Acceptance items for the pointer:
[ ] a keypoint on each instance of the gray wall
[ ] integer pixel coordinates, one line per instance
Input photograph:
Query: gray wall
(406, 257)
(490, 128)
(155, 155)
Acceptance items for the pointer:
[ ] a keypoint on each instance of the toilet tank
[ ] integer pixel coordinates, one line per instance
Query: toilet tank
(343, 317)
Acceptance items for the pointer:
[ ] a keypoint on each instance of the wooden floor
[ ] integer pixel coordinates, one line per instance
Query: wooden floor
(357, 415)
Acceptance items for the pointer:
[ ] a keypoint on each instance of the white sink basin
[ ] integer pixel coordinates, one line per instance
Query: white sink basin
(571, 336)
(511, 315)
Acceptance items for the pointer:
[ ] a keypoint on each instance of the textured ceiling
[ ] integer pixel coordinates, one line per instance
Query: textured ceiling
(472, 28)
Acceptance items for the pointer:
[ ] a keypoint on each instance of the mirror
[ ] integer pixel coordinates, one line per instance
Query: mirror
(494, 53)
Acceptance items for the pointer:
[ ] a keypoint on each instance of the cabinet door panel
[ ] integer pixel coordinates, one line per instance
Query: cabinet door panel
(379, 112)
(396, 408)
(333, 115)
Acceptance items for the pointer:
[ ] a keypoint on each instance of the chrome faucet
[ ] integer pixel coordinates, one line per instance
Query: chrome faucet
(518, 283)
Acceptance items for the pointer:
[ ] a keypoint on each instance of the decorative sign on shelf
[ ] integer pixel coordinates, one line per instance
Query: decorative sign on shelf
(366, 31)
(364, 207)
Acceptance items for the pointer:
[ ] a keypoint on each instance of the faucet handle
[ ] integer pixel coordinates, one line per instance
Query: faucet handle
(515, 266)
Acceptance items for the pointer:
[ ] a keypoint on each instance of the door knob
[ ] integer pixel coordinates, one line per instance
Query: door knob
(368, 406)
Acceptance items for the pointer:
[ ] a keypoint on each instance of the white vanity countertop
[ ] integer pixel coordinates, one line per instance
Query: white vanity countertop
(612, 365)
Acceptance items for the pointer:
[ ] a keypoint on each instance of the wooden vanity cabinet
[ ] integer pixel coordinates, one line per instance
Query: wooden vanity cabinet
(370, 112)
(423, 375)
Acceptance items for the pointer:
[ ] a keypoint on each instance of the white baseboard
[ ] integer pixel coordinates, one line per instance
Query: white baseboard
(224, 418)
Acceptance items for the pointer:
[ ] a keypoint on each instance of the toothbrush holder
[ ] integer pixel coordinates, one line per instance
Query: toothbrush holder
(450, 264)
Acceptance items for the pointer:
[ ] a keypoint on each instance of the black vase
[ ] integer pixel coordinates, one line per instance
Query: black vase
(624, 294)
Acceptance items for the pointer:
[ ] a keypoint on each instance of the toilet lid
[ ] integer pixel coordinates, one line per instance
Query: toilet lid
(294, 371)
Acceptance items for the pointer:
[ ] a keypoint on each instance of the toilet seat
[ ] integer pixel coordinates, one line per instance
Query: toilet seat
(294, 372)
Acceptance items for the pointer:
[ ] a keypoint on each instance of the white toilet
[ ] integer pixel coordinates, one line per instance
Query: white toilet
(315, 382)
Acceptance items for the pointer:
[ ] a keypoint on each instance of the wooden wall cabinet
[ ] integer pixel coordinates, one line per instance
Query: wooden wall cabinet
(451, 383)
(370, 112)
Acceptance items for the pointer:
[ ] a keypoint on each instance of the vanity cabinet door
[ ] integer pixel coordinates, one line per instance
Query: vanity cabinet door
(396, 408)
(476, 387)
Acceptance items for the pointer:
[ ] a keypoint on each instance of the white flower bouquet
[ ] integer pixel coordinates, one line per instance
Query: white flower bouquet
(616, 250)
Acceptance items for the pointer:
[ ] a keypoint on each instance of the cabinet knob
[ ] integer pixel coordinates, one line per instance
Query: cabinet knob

========

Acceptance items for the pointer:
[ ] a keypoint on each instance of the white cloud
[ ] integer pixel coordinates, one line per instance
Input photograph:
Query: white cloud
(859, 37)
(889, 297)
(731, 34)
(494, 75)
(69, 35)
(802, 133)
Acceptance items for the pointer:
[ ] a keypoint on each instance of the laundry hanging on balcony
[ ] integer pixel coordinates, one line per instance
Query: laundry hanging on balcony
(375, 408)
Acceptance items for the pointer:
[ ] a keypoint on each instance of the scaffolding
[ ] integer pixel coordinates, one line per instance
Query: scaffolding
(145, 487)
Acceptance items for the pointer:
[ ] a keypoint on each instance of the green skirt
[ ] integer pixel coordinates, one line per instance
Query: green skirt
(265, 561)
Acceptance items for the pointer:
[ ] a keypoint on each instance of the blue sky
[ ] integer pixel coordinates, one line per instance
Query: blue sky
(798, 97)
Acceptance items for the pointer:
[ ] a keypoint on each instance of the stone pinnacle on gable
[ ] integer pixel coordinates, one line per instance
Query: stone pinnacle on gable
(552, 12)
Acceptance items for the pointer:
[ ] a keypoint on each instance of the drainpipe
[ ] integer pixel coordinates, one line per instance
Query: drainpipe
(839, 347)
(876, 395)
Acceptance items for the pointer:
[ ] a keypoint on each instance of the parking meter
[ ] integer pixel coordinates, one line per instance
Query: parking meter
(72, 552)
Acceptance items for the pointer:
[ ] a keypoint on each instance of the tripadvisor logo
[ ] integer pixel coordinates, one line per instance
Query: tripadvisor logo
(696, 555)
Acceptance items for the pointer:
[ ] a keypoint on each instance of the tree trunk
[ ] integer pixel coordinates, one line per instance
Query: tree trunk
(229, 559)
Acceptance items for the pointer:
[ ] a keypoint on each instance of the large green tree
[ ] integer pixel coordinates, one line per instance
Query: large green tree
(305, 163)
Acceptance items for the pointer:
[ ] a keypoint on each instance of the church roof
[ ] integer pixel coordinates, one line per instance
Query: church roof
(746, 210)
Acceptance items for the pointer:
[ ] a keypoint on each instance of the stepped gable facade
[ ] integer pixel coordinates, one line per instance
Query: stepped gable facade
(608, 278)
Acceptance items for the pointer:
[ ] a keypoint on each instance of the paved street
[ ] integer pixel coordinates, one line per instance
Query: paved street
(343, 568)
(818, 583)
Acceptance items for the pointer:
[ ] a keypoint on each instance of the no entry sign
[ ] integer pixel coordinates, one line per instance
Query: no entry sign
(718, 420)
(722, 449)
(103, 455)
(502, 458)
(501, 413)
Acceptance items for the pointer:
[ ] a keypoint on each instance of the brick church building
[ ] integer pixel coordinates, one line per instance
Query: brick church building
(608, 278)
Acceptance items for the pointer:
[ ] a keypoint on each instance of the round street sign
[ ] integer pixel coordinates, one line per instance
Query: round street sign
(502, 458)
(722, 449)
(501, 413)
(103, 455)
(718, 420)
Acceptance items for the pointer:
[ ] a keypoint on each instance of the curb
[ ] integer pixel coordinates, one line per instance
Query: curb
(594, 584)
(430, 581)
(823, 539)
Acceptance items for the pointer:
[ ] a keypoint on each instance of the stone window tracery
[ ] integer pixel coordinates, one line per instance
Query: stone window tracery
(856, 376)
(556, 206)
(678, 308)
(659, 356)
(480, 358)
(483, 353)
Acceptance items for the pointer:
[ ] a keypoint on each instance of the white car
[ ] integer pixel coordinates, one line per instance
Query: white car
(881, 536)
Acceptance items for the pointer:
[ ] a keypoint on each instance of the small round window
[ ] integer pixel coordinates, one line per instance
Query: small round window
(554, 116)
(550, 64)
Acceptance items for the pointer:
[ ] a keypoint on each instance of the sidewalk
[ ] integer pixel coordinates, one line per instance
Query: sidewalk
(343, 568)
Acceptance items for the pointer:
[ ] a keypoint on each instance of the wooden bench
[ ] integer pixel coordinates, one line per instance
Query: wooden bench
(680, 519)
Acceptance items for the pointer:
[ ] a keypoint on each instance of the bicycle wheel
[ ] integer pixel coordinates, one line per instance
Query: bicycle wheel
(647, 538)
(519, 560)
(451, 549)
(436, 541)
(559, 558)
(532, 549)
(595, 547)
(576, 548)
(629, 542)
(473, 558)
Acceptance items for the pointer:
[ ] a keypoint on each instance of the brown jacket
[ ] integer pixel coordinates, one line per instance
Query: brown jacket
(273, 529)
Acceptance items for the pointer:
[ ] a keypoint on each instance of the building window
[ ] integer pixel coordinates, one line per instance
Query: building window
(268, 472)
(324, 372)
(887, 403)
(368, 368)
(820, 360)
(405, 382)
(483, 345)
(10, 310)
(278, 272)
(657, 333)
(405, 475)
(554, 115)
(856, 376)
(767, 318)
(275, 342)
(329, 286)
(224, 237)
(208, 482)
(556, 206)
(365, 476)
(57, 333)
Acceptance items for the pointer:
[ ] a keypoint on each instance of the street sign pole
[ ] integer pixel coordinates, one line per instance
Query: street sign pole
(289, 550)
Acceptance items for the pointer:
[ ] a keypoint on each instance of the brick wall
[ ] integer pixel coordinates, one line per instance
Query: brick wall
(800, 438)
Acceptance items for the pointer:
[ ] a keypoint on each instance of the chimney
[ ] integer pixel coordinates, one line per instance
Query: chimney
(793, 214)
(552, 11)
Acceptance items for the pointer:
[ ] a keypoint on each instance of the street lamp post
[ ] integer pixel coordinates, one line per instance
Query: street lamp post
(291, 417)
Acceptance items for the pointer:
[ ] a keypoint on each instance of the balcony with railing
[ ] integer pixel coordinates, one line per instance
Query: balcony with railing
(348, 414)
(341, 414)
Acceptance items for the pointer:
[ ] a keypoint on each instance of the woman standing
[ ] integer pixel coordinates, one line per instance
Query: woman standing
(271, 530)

========

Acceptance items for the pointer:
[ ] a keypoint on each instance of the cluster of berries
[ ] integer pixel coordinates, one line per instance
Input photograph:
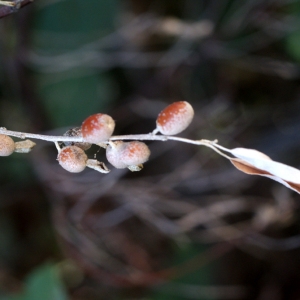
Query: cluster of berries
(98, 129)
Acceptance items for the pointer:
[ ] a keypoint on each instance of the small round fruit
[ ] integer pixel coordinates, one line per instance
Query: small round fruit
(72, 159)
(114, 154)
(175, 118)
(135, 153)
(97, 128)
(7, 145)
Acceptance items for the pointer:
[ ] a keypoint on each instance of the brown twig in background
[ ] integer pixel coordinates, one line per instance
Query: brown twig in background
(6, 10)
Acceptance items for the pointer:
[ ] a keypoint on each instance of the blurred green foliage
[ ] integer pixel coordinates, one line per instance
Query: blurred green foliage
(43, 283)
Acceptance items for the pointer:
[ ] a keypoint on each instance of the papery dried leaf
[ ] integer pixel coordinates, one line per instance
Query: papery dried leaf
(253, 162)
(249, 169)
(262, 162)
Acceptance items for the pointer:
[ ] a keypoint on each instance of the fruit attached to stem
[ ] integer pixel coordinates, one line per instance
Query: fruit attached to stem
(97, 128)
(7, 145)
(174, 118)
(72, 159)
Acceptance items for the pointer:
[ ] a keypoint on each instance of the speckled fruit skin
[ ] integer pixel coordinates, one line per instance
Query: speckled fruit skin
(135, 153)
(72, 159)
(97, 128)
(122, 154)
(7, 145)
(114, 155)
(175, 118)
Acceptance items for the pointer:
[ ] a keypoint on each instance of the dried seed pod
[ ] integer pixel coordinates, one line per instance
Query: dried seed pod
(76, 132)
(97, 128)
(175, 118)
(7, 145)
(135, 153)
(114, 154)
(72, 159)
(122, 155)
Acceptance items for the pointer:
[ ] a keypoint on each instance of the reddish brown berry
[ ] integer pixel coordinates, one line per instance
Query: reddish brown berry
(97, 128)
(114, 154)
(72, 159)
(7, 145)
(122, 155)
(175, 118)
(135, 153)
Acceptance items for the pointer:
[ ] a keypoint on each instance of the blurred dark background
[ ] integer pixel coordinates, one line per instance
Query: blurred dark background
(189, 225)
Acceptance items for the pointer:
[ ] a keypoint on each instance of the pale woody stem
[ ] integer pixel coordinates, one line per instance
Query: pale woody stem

========

## TASK GOAL
Report back each line of the entries that holds the string "pale".

## RESULT BELOW
[ ] a keypoint on each instance of the pale woody stem
Query: pale woody stem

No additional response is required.